··· Stored records

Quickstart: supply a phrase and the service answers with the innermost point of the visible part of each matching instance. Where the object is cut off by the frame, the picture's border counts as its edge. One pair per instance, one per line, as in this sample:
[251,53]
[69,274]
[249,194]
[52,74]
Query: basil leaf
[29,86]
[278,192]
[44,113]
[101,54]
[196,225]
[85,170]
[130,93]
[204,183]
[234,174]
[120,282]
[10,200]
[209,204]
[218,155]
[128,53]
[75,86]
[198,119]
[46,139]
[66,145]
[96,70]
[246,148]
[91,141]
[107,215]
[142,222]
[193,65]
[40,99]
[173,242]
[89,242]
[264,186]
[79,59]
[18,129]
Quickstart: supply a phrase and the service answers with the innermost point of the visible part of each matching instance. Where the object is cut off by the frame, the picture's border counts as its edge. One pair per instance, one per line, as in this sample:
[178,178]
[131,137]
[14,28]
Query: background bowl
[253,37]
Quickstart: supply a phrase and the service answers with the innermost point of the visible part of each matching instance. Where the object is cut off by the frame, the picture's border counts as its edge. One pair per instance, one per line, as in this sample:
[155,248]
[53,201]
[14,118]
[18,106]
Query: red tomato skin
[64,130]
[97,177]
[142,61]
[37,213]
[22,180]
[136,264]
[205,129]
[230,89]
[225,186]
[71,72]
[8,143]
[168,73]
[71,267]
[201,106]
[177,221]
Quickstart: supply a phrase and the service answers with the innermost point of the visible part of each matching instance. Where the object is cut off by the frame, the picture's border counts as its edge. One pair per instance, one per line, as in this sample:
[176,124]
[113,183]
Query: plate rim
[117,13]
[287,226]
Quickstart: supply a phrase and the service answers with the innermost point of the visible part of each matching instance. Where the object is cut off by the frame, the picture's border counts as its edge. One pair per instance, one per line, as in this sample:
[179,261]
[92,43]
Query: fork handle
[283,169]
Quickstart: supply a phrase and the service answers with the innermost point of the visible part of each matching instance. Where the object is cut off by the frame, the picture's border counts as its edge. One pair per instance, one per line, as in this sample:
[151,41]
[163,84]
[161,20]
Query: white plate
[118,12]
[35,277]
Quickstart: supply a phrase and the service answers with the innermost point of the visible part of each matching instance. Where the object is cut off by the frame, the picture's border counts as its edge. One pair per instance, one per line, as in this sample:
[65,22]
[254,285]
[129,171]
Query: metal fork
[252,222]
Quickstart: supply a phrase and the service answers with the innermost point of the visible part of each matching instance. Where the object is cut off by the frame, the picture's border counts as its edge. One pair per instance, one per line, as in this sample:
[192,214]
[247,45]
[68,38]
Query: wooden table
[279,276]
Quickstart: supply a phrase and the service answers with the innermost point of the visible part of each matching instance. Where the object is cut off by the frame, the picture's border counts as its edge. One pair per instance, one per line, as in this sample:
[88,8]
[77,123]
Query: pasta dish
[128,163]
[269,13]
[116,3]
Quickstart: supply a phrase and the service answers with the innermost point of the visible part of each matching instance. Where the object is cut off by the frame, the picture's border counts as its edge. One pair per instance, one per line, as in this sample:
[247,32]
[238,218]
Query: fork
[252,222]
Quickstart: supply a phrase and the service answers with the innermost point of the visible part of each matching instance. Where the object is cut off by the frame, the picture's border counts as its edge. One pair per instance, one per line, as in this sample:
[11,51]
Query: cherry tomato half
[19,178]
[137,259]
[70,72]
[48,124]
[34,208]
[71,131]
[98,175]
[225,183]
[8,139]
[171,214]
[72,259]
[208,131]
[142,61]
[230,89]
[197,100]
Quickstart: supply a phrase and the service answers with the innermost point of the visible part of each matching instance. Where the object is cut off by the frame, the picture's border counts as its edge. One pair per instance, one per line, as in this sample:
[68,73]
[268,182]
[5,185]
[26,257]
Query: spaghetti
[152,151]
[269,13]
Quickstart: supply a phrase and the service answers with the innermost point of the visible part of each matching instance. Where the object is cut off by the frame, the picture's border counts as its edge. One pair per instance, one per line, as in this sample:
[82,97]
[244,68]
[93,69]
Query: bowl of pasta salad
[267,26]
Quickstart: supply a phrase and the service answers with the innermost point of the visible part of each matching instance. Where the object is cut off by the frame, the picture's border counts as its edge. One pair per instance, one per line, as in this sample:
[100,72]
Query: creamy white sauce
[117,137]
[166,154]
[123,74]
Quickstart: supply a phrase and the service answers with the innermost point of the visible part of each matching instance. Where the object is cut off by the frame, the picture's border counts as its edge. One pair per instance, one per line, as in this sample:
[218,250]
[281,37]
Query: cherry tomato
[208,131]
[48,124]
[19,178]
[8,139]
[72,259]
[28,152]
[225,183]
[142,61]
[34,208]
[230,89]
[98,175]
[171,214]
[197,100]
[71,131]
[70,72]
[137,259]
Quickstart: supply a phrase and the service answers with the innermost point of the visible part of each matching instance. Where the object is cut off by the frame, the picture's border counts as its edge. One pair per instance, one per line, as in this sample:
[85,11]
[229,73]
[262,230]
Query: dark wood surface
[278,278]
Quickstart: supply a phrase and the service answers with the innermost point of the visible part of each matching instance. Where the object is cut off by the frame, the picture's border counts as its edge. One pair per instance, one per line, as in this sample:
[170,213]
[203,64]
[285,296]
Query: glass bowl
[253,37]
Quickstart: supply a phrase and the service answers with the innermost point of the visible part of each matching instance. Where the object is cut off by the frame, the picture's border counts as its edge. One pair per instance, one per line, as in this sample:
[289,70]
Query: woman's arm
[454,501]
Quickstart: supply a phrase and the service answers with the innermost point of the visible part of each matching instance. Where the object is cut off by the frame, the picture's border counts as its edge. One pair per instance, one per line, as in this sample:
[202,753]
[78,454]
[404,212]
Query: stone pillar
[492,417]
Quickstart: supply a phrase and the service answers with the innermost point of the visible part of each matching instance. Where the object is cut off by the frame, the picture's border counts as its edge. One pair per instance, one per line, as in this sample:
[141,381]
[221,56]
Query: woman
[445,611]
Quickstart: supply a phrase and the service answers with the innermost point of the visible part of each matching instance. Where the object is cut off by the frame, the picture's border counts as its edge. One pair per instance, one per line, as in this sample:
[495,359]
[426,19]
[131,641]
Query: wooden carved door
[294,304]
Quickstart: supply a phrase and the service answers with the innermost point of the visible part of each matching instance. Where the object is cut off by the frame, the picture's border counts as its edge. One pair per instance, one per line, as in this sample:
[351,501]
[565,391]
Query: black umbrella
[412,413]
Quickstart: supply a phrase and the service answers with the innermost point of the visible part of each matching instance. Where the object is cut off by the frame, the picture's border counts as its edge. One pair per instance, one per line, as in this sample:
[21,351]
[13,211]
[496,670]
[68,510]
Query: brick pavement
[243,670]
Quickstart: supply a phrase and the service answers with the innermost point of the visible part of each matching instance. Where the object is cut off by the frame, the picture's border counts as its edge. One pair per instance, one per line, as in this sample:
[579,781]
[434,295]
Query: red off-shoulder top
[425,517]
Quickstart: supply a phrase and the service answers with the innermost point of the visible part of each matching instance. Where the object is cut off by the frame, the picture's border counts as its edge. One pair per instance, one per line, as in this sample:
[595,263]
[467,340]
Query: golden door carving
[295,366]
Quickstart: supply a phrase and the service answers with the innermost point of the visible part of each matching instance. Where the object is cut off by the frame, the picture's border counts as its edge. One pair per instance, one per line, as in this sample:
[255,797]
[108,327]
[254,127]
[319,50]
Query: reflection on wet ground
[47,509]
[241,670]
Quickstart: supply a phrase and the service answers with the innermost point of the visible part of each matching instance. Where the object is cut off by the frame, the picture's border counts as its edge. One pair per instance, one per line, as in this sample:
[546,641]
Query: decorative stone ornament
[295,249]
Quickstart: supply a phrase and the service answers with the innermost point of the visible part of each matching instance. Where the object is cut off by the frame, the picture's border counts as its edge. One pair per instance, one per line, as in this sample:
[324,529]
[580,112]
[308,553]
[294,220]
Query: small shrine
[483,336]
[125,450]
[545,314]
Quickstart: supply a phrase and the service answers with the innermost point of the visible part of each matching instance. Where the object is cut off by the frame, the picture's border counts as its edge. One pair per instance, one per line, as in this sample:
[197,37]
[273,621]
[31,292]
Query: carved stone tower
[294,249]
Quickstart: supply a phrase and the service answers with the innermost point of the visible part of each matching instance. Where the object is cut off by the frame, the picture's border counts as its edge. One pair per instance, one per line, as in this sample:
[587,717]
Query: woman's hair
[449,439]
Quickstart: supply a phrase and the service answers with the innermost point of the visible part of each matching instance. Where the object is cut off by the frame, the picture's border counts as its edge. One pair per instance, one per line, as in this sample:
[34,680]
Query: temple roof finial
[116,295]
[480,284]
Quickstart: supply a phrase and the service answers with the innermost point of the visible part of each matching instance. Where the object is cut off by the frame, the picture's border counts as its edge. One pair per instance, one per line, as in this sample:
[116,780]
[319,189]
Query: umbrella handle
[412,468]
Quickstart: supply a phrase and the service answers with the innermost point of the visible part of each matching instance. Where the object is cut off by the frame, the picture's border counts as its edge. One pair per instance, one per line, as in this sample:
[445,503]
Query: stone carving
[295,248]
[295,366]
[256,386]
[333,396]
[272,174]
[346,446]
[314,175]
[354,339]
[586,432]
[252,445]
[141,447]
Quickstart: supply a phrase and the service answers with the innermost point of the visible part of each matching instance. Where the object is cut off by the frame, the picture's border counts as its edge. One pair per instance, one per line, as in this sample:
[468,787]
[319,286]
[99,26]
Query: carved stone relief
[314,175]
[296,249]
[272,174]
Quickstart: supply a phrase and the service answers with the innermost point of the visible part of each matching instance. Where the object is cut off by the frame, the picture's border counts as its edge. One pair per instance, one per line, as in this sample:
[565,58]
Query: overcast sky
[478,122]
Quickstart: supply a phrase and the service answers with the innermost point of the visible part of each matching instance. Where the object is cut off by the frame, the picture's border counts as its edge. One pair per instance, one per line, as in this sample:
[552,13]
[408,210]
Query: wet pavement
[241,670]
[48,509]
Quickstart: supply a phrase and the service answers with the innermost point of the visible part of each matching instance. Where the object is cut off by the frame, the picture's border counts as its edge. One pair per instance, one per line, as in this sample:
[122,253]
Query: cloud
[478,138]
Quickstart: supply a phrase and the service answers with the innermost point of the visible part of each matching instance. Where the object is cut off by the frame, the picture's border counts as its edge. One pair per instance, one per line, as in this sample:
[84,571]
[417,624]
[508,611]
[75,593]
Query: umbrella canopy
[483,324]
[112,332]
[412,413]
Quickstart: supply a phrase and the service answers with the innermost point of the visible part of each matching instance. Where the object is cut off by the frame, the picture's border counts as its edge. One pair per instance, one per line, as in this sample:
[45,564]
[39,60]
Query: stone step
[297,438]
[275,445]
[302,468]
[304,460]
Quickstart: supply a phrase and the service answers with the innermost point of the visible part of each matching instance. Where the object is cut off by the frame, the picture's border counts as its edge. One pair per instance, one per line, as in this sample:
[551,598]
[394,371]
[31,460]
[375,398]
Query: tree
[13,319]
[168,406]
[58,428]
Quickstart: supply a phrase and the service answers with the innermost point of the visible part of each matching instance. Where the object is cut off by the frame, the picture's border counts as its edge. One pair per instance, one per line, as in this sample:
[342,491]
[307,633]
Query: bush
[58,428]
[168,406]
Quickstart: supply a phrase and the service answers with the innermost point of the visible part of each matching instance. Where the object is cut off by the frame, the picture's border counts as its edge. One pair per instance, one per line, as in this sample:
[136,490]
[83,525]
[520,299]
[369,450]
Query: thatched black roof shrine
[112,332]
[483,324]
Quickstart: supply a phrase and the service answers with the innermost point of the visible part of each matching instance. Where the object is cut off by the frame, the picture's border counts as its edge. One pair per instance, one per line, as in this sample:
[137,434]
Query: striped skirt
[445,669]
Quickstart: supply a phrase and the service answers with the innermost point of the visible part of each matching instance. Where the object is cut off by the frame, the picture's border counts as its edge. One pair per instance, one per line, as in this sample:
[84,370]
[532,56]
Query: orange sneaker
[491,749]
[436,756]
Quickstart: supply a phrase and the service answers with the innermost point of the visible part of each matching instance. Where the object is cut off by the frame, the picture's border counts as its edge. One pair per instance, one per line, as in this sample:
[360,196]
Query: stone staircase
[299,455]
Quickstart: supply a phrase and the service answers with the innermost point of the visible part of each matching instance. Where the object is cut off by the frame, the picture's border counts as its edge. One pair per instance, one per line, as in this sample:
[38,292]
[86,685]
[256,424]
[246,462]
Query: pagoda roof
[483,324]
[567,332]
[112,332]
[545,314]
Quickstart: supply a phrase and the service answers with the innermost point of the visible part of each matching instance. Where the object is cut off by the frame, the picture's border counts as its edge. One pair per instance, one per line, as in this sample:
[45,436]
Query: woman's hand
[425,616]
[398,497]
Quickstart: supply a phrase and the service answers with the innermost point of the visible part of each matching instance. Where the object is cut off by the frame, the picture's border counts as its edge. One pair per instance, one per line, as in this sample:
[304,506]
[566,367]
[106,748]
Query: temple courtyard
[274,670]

······

Brief -> Locate every line in the data that contains the word "door" and copy each one.

Right answer ->
Query: wooden carved door
Query: golden door carving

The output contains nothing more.